**What is required**
For the word "crest", copy every line of the material that includes it.

**Records for the exercise**

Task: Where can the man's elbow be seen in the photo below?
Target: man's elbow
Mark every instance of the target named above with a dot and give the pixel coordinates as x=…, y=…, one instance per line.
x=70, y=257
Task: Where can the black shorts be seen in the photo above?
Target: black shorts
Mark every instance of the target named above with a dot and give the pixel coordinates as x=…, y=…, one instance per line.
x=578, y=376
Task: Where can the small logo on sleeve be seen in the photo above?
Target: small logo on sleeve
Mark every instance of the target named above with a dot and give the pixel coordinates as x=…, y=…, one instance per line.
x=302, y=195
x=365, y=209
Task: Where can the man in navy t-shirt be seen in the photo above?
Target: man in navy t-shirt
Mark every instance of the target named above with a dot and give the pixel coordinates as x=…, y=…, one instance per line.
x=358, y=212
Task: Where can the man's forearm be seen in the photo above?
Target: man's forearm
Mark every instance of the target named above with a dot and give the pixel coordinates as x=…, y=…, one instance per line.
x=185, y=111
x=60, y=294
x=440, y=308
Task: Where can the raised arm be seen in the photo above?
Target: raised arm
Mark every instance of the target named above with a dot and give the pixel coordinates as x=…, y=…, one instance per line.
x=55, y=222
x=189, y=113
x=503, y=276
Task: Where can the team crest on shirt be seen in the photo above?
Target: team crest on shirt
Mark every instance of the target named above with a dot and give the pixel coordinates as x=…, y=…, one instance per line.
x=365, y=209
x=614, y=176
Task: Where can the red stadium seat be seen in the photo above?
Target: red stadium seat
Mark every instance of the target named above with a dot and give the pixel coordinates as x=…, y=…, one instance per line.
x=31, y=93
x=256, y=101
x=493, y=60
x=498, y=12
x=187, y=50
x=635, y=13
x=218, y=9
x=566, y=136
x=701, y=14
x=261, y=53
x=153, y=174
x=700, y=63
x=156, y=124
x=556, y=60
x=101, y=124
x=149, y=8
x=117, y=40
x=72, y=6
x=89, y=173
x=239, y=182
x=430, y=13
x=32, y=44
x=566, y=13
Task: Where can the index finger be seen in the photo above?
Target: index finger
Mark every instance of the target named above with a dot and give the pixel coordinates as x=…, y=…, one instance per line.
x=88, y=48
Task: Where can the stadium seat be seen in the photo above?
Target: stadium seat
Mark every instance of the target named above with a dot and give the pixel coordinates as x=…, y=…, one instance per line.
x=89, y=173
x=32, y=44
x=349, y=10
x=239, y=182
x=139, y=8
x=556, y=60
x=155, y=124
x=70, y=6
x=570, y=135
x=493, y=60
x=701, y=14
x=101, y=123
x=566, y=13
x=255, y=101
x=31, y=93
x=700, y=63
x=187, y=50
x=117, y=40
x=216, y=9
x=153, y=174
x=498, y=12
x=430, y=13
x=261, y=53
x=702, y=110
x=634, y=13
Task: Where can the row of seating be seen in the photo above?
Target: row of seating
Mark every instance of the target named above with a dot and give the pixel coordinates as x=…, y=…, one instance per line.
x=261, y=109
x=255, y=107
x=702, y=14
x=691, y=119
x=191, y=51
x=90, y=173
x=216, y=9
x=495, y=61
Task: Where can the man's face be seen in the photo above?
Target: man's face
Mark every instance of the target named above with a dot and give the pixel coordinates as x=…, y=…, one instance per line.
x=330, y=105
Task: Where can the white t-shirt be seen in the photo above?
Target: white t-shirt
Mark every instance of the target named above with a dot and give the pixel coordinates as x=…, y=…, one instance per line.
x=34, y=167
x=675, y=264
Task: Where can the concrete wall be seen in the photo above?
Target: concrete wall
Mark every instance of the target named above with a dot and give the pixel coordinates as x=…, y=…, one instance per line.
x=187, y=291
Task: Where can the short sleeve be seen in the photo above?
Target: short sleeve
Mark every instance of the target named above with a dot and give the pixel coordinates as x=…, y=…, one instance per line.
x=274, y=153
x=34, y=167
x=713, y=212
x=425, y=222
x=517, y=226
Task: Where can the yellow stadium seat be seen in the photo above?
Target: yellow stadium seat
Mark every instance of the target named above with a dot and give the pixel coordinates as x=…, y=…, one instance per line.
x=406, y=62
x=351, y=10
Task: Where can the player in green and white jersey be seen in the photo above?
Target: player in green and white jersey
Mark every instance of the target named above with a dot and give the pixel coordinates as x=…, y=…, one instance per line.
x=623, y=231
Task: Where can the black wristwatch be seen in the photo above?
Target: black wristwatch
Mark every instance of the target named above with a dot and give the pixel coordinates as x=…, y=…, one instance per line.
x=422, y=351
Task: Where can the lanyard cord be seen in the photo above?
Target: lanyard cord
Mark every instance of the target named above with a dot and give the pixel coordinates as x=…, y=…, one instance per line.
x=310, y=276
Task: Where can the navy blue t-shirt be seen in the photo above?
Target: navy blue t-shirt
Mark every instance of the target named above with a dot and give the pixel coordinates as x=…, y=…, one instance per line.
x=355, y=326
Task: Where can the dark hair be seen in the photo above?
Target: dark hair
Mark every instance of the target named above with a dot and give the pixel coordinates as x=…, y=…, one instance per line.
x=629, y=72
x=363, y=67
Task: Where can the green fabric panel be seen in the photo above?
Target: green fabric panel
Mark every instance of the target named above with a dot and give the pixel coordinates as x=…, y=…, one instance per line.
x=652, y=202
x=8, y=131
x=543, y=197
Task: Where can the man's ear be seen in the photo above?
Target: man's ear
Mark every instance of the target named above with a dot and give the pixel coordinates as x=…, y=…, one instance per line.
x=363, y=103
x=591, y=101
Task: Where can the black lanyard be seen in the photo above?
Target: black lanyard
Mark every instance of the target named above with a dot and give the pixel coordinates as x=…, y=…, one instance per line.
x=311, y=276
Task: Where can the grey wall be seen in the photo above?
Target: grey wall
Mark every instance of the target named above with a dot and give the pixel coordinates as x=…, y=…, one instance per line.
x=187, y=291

**Response area**
Task: Where can the team crest on shirt be seen in the photo above?
Target: team crest on shirt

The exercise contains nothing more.